§ What the exercise asks: Print every line of the listing exactly, please.

§ Data provided:
══════════════════════════════

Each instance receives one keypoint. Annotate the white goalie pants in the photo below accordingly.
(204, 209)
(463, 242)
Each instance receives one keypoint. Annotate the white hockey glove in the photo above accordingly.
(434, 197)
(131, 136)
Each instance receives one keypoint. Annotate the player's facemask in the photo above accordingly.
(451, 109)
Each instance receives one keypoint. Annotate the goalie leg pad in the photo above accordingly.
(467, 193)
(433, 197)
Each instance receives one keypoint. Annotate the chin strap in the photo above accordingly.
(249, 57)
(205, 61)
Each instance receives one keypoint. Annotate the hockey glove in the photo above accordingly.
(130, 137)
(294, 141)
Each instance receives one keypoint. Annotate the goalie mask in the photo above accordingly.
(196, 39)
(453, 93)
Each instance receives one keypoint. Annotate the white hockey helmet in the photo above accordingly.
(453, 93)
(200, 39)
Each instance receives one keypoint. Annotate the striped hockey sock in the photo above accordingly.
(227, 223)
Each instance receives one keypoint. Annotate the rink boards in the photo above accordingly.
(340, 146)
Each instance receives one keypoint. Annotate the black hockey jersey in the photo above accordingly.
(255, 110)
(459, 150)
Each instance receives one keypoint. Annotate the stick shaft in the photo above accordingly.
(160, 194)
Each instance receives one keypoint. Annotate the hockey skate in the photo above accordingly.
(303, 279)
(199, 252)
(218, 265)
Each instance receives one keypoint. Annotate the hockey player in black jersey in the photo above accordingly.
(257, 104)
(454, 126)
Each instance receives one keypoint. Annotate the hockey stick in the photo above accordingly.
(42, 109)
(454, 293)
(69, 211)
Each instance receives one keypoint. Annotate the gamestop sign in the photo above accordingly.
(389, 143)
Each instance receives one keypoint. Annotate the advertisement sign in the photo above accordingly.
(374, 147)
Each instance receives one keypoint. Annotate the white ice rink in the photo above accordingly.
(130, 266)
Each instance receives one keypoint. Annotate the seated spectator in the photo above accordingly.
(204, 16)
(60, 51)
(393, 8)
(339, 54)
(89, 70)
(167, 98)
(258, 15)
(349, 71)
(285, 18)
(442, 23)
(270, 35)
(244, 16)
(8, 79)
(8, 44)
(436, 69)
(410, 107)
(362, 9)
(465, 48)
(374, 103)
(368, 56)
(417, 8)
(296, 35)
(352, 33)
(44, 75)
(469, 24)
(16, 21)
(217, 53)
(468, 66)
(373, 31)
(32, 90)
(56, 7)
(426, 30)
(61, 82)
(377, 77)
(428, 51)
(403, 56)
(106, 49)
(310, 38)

══════════════════════════════

§ Response to the task:
Each instance receives one keypoint. Annotate the white goalie pants in the photo below accordingly.
(204, 209)
(463, 242)
Each instance receives one keypoint. Annotate the white hockey glove in the photo above accordingly.
(434, 197)
(131, 136)
Each instance receives one keypoint. Annotate the player's facemask in the photo above accordingly.
(451, 109)
Each instance receives one keypoint. Annotate the goalie leg pad in the photo above accordingly.
(467, 193)
(433, 197)
Each instance receives one keypoint. Annotate the chin strap in the photo above accordingly.
(249, 57)
(205, 61)
Each instance receives one keypoint. Annotate the hockey glove in the photo above accordingly.
(130, 137)
(294, 141)
Each instance receives one keypoint. Annotate the goalie mask in the photo above accordingly.
(196, 39)
(453, 93)
Each instance receives one keypoint. Annotate the white hockey helmet in the photo above accordingly.
(453, 93)
(200, 39)
Each instance receives one keypoint. Annotate the striped hockey sock in the photo above accordingly.
(227, 223)
Each instance receives one keypoint. Annotate the rink boards in the photo above accordingly.
(340, 146)
Each instance receives one keypoint. Annotate the black hockey jersey in the photo above accordingly.
(255, 110)
(459, 150)
Each instance receives one keypoint. Annotate the stick shaft in the photo above accordingly.
(160, 194)
Each instance receives one keypoint. Annotate the hockey skate in the photo above accordingly.
(303, 279)
(199, 252)
(218, 265)
Each instance receives one keypoint. Annotate the hockey player in black jersey in the photo above accordingly.
(257, 104)
(454, 126)
Each instance receives one keypoint. Annotate the hockey stick in the photo above accordingly.
(42, 109)
(454, 293)
(69, 211)
Each instance receives one keypoint. Annotate the gamestop sign in the photo above accordingly.
(389, 143)
Each instance receives one keypoint. Annotate the advertisement sign in the photo above accordingly.
(374, 147)
Each instance receives one keypoint. Annotate the white ice rink in the photo above accordingly.
(130, 266)
Each instance receives one keypoint. Annotate the seated spectator in the photo above accordingly.
(204, 16)
(60, 51)
(393, 8)
(339, 54)
(89, 70)
(167, 98)
(258, 15)
(349, 71)
(285, 18)
(442, 23)
(270, 35)
(244, 16)
(8, 79)
(8, 44)
(436, 69)
(410, 107)
(362, 9)
(465, 48)
(374, 103)
(368, 56)
(417, 8)
(296, 35)
(352, 33)
(44, 75)
(469, 24)
(16, 21)
(217, 53)
(468, 66)
(373, 31)
(32, 90)
(56, 7)
(426, 30)
(61, 82)
(377, 77)
(428, 51)
(403, 56)
(106, 49)
(310, 38)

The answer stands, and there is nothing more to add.